* Assignment
Find the line containing "y) corner tuple", then output it and every line after it through the end of the listing below, exactly as written.

* The input
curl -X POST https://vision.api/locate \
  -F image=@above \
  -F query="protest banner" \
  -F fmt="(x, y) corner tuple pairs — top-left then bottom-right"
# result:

* Exercise answer
  -F fmt="(x, y) corner tuple pairs — top-left then bottom-right"
# result:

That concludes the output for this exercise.